Le Groupe d’experts des Nations Unies sur le Yémen considère en outre que toutes les parties au conflit ont commis de graves violations du droit international humanitaire et du droit international des droits de l’homme, notamment des attaques indiscriminées contre des civils, des actes de torture et de disparitions forcées.
Pourtant, alors même que le Ministre français des affaires étrangères, Jean-Yves Le Drian, qualifie la situation au Yémen de « sale guerre », la France continue à exporter du matériel militaire vers deux Etats membres de la coalition intervenant directement dans ce conflit : l’Arabie saoudite et les Emirats arabes unis.
Des rapports d’ONG et de journalistes d’investigations ont ainsi révélé que des armes françaises avaient été retrouvées ces dernières années non seulement au Yémen, mais aussi en Libye où les hostilités n’ont pas cessé depuis 2011, et entre les mains de régimes répressifs tels que l’Egypte, la Turquie ou le Cameroun. Outre la vente de matériel d’armement, sont mis en cause les services d’assistance technique, de maintenance et de formation associés à ces contrats [voir Arte, Arte, Disclose NGO].

--- --- ---

-- Consignes --
(a) Recopiez le passage sur les ventes d'armes françaises, depuis « Le Groupe d’experts » jusqu'à « de disparitions forcées. ».
(b) Répondez aux questions suivantes à partir du passage sur les ventes d'armes françaises.
(i) Qui qualifie la situation au Yémen de « sale guerre » ?
(ii) Vers quels deux États membres de la coalition la France continue-t-elle d'exporter du matériel militaire ?
(iii) Depuis quelle année les hostilités n'ont-elles pas cessé en Libye ?
(c) Poursuivez le passage sur les ventes d'armes françaises à partir de sa dernière phrase.

--- --- ---

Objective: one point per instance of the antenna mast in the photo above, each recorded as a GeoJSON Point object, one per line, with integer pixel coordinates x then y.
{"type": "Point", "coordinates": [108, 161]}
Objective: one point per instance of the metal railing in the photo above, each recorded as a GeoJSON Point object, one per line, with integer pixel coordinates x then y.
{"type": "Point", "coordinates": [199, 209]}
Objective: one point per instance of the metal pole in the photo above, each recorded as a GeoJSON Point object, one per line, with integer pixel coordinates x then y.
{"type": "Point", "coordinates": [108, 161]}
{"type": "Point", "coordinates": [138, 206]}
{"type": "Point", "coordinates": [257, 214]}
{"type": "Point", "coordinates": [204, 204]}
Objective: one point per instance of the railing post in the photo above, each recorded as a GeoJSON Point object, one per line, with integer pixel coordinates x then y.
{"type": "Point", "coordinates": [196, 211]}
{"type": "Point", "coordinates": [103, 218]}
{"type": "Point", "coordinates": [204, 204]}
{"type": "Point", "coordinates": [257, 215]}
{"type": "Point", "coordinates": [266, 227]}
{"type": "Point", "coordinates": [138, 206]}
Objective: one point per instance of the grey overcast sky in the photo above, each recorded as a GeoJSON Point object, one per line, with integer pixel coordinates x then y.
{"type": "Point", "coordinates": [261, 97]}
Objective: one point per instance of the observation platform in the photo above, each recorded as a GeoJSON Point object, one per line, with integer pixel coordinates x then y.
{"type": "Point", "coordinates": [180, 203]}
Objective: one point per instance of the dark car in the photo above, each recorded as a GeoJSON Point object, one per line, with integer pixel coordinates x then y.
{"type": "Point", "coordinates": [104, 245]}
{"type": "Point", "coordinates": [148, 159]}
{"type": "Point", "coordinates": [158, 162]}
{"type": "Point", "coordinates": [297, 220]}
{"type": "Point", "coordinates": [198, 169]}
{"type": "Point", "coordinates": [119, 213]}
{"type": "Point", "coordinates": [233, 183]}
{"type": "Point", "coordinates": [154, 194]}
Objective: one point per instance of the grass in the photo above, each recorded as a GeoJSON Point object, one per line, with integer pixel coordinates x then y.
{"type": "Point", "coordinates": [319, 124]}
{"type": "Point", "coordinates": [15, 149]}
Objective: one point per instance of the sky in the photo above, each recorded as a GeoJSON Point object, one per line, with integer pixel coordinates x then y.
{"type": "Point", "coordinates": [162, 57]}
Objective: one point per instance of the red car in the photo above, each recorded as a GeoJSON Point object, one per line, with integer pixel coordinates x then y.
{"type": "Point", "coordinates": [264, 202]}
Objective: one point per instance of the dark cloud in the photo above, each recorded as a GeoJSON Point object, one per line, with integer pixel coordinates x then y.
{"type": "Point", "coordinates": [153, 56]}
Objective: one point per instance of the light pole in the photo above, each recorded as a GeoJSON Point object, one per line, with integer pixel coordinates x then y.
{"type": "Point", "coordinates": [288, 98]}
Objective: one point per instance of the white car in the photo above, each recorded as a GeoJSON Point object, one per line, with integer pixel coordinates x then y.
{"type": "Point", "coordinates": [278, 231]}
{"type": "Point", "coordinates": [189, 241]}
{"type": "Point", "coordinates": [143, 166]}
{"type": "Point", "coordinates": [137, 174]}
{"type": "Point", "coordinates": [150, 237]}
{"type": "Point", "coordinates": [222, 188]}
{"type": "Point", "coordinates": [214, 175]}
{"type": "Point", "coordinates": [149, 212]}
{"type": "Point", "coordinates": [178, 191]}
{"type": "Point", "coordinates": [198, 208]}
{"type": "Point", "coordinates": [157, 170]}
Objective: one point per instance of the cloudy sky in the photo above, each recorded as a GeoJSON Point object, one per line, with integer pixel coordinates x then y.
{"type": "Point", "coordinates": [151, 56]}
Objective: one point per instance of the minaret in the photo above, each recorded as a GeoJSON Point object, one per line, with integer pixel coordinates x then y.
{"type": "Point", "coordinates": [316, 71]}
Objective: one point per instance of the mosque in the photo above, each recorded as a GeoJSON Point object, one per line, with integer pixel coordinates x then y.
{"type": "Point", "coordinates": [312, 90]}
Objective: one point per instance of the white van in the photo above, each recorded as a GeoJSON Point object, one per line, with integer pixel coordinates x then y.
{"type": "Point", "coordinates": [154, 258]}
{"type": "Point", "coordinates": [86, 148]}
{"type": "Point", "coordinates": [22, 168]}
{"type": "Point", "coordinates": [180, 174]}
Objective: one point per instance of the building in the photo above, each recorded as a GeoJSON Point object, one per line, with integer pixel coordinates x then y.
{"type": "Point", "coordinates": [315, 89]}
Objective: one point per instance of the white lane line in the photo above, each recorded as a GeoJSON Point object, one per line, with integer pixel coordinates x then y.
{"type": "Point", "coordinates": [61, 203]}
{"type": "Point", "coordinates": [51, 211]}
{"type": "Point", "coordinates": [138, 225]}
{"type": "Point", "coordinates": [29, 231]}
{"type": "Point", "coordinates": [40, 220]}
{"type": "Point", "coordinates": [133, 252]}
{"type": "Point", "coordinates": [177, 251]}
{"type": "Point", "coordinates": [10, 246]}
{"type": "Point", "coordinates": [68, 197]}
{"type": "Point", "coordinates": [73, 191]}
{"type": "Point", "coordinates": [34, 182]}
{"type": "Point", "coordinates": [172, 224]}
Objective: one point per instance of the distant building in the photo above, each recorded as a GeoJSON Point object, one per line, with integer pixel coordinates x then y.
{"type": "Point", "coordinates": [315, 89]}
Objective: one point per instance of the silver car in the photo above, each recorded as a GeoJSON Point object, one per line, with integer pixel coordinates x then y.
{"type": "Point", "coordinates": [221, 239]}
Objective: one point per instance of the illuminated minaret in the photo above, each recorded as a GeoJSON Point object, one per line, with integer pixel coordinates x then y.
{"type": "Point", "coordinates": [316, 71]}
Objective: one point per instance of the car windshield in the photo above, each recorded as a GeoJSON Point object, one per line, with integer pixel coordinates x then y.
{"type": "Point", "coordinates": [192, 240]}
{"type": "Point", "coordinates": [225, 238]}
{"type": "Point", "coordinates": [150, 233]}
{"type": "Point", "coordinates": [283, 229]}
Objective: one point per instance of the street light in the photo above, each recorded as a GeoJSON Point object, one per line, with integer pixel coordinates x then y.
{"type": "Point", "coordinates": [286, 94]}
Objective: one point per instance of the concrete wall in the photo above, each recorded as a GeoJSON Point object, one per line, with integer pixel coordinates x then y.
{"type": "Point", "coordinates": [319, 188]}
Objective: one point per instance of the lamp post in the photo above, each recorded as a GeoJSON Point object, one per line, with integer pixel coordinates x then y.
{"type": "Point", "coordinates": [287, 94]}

--- --- ---

-- Réponses attendues --
(a)
Le Groupe d’experts des Nations Unies sur le Yémen considère en outre que toutes les parties au conflit ont commis de graves violations du droit international humanitaire et du droit international des droits de l’homme, notamment des attaques indiscriminées contre des civils, des actes de torture et de disparitions forcées.

(b)
(i) Jean-Yves Le Drian, ministre français des affaires étrangères.
(ii) L'Arabie saoudite et les Emirats arabes unis.
(iii) Depuis 2011.

(c)
Fin 2020, le Groupe d’experts des Nations Unies sur le Yémen a ainsi réitéré son appel aux États tiers, dont la France, pour qu’ils cessent de transférer des armes aux parties au conflit, « étant donné le rôle de ces transferts dans la perpétuation du conflit et potentiellement dans les violations [du droit international] ».
Dans un entretien récent à Médiapart, la nouvelle Secrétaire générale d’Amnesty International, Agnès Callamard, a affirmé qu’en vendant des armes à des États mis en causes pour crimes de guerre et crimes contre l'humanité, la France avait engagé sa responsabilité.
Des exportations susceptibles d’engager la responsabilité de la France
La France a ratifié la position commune 2008/944/PESC du Conseil européen du 8 décembre 2008 (« la position commune »), laquelle établit huit critères encadrant les exportations d’armement. En particulier, les Etats membres s’engagent par ce texte à refuser les autorisations d’exportation « incompatibles avec […] les embargos sur les armes », lorsqu’il existe un risque que ces équipements « servent à la répression interne », « servent à commettre des violations graves du droit humanitaire international », ou lorsqu’elles sont « susceptibles de provoquer ou de prolonger des conflits armés ou d’aggraver des tensions ou des conflits existants dans le pays de destination finale ».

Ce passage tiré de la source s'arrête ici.